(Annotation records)
▽

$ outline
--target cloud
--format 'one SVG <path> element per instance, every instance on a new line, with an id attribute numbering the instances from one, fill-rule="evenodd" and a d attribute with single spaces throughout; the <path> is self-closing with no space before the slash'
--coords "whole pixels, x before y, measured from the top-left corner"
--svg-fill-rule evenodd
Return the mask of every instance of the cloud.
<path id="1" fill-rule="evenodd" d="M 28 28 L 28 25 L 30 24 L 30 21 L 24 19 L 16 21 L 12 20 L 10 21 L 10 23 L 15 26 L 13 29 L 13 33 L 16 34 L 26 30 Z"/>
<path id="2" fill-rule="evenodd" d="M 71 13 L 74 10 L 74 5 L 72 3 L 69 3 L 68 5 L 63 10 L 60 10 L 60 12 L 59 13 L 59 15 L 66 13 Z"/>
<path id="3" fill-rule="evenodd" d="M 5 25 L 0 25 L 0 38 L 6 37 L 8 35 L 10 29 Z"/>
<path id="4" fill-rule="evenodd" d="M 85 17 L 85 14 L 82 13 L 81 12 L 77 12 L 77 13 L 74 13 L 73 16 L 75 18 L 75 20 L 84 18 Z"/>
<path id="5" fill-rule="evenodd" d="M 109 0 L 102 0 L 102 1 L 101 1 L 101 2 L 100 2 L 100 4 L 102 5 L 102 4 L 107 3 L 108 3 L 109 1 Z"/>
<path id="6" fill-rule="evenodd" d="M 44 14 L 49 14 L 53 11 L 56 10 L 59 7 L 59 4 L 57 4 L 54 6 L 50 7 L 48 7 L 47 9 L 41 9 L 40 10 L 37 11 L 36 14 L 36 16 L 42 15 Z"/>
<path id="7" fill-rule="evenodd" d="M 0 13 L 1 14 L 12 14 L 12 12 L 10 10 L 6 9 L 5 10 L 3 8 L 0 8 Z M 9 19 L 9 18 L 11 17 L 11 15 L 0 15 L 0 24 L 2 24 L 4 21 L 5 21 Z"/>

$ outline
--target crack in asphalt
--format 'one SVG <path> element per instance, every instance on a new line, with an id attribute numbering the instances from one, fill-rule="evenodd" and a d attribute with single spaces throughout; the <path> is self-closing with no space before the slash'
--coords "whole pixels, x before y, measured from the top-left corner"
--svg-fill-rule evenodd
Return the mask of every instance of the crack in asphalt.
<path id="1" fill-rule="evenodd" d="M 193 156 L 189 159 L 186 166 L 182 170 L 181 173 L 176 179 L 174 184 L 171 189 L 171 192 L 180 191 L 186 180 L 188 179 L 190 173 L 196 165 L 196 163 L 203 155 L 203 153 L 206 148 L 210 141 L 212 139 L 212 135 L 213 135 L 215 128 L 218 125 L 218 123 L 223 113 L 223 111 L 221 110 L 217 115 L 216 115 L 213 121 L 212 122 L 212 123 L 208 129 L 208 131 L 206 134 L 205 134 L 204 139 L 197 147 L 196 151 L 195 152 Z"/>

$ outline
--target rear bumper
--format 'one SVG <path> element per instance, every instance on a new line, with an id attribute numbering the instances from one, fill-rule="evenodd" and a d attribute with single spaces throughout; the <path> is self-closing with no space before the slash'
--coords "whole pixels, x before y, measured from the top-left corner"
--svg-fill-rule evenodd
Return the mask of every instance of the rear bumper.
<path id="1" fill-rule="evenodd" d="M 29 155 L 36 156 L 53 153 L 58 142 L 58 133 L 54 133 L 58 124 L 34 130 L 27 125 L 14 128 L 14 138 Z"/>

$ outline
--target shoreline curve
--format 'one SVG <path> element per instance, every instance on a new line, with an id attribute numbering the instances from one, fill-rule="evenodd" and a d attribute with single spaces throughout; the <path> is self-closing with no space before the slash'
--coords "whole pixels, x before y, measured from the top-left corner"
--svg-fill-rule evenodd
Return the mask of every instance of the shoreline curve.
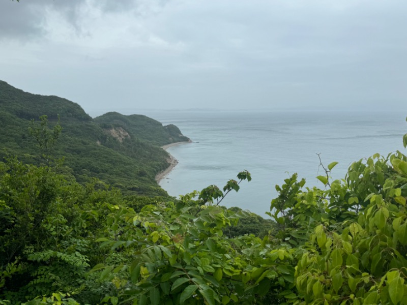
<path id="1" fill-rule="evenodd" d="M 192 141 L 190 139 L 189 141 L 186 141 L 184 142 L 176 142 L 175 143 L 171 143 L 170 144 L 167 144 L 166 145 L 164 145 L 161 146 L 161 148 L 164 149 L 164 150 L 166 150 L 167 148 L 169 147 L 171 147 L 175 146 L 178 146 L 179 145 L 181 145 L 183 144 L 187 144 L 188 143 L 192 143 Z M 169 166 L 168 166 L 167 168 L 165 170 L 158 173 L 157 175 L 156 175 L 155 179 L 156 181 L 157 181 L 157 184 L 160 183 L 161 180 L 164 179 L 166 176 L 167 176 L 174 169 L 174 168 L 177 166 L 178 164 L 178 160 L 175 159 L 173 156 L 171 155 L 169 152 L 168 152 L 169 157 L 168 159 L 167 159 L 167 161 L 169 163 Z"/>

△

- [TASK OBJECTIVE]: Which lines in the rows above contain the word "shoreline"? Return each of those lines in full.

- [ANSWER TO THIS PROBLEM]:
--target shoreline curve
Return the mask of every instance of the shoreline curve.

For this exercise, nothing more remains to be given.